## WHAT THE TASK ASKS
Continue the text on The Children's Aid Society's school recommendations, starting right after its last sentence.

## SUPPLIED TEXT
Research has shown that the Nurse Family Partnership program is effective in improving health related-outcomes and general social well being for both mothers and children. An independent RAND Corporation study estimated the cost savings over a program participant’s lifetime to be at least four times greater than the cost of the program itself.
III. Recommendations
We believe, based on our direct, hands-on experience in the City’s public schools, that The Children’s Aid Society is uniquely qualified to urge the committees to implement the following recommendations, referencing New York City Schools and agencies, but also applicable for schools throughout our state.
1. The City Department of Education, in partnership with private organizations, should establish school-based family support service teams in all schools to provide triage assessments and immediate on-site support; such teams can generate and handle child abuse and neglect referrals much more effectively than educators alone.
2. The Department of Education should create a new model for more effective collaboration between public school teachers and private mental health/social service providers, including comprehensive training and staff development. Pupil Personnel Teams should be utilized as a pre-referral resource for children at risk of abuse and neglect, and for those children whose challenging behaviors put their own safety at risk.

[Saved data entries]
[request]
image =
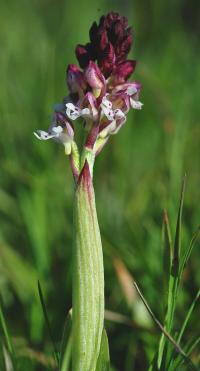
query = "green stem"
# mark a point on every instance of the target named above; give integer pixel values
(88, 278)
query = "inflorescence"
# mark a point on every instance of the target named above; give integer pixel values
(99, 91)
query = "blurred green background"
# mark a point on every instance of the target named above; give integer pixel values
(138, 174)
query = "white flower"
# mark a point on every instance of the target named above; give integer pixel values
(74, 112)
(59, 134)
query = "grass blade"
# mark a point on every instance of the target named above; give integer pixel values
(7, 360)
(103, 362)
(189, 251)
(47, 322)
(176, 346)
(188, 316)
(6, 332)
(66, 344)
(173, 276)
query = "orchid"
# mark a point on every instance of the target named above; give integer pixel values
(100, 97)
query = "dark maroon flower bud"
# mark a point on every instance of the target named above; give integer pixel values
(75, 79)
(123, 71)
(94, 78)
(110, 43)
(107, 60)
(84, 54)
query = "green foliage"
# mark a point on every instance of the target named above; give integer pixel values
(137, 175)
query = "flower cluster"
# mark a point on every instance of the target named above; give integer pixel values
(99, 91)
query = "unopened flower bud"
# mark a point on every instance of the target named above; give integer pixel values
(94, 78)
(75, 79)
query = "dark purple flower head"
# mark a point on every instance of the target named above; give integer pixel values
(110, 43)
(99, 92)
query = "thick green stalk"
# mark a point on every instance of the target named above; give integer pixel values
(88, 278)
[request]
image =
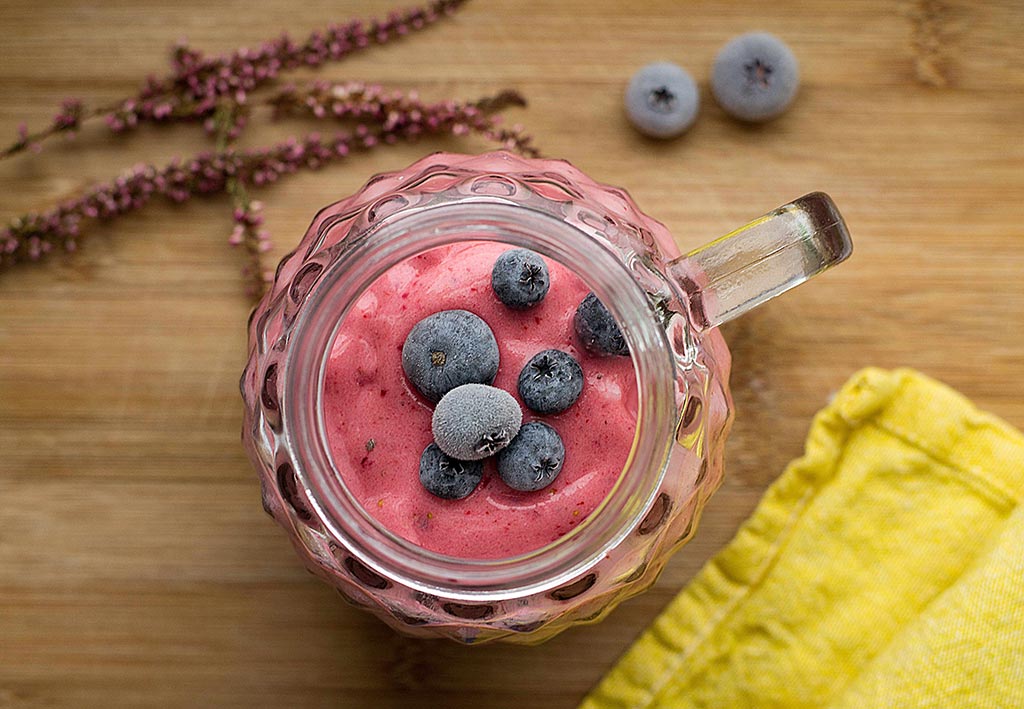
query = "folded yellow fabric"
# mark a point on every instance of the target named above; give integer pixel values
(883, 569)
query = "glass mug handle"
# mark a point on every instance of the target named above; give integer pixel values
(775, 252)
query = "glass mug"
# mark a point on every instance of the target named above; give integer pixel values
(668, 307)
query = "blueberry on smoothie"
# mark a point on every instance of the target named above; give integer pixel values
(755, 77)
(597, 329)
(474, 421)
(520, 279)
(550, 382)
(449, 477)
(448, 349)
(534, 459)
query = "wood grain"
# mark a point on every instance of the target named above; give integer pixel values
(136, 567)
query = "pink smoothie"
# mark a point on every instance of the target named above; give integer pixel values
(378, 425)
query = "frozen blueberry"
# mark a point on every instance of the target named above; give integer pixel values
(474, 421)
(597, 329)
(551, 381)
(448, 349)
(534, 459)
(662, 99)
(520, 279)
(755, 77)
(448, 477)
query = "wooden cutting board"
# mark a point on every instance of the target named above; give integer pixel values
(136, 567)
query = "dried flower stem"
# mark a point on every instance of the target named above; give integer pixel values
(198, 84)
(32, 236)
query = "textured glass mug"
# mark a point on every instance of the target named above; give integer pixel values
(668, 306)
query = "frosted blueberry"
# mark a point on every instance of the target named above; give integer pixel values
(474, 421)
(520, 279)
(551, 381)
(448, 349)
(534, 459)
(662, 99)
(755, 77)
(448, 477)
(597, 329)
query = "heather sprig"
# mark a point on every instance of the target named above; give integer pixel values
(236, 171)
(198, 84)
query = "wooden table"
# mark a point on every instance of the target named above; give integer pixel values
(136, 567)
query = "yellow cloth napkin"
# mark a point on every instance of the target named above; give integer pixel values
(883, 569)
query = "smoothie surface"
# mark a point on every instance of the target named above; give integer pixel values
(377, 424)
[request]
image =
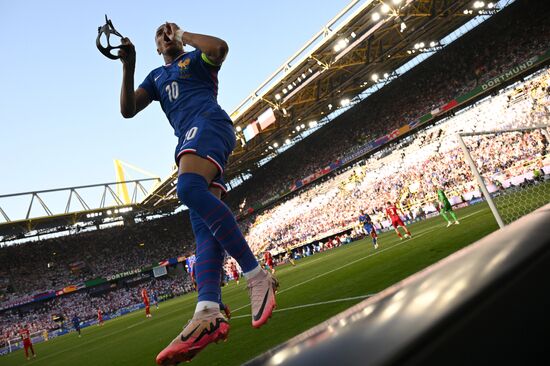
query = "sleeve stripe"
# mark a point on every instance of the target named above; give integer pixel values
(205, 59)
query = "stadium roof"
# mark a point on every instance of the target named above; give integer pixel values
(367, 37)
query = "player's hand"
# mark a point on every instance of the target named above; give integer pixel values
(127, 53)
(174, 32)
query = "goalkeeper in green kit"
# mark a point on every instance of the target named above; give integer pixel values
(445, 207)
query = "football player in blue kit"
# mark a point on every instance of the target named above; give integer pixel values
(368, 227)
(186, 87)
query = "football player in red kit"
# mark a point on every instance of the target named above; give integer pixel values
(392, 212)
(268, 258)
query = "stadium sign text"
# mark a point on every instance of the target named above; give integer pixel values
(123, 274)
(510, 74)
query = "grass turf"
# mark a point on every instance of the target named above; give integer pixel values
(351, 271)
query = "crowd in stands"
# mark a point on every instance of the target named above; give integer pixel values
(49, 265)
(83, 304)
(407, 172)
(412, 170)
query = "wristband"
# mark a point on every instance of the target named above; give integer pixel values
(179, 35)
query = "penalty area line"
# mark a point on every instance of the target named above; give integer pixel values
(310, 305)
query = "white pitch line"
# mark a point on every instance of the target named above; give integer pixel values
(416, 236)
(308, 305)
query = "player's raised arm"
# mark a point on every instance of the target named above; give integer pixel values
(214, 48)
(131, 102)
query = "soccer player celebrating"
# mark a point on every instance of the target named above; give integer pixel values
(155, 299)
(392, 212)
(99, 317)
(289, 255)
(186, 87)
(368, 227)
(445, 207)
(76, 325)
(27, 343)
(268, 258)
(145, 298)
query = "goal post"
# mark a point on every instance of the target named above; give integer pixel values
(511, 168)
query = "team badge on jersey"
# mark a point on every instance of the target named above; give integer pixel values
(183, 66)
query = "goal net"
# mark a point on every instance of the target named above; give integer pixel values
(512, 169)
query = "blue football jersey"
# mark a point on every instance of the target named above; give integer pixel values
(186, 89)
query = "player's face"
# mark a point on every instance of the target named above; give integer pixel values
(164, 38)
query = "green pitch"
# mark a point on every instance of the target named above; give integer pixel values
(318, 287)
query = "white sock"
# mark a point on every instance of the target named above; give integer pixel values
(203, 305)
(252, 273)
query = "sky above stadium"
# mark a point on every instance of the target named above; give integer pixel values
(59, 102)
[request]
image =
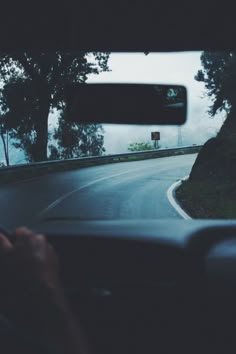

## OUTPUT OF THE TASK
3. The State should develop new financing models to identify discretionary Department of Education funding to create replicable, on-site services that benefit students in need and to offer alternative assessment and intervention approaches. Non-reimbursable mental health counseling should be funded, along with a commensurate revision of New York State’s Medicaid regulations. Where possible, local and state public funding should be redirected to provide a match for Medicaid funds. Title V Maternal and Child Health Program funds, as well as monies generated by the Campaign for Fiscal Equity, are other potential sources of funding for these school-based services.
4. Continued adequate funding for Early Head Start should be a federal legislative advocacy priority for New York State as an integral part of the State’s child abuse and neglect prevention programs.
5. The Nurse Family Partnership should be expanded in low-income neighborhoods as part of a broad-based child abuse and neglect prevention intervention to improve health related-outcomes and general social well being for both mothers and children.
We look forward to hearing the recommendations you make as a result of this hearing and to the changes in policy and practice that that you will initiate in the coming months. Thank you for extending to the child welfare community the opportunity for input. The resources of The Children’s Aid Society are at your disposal to assist in these developments as the process goes forward.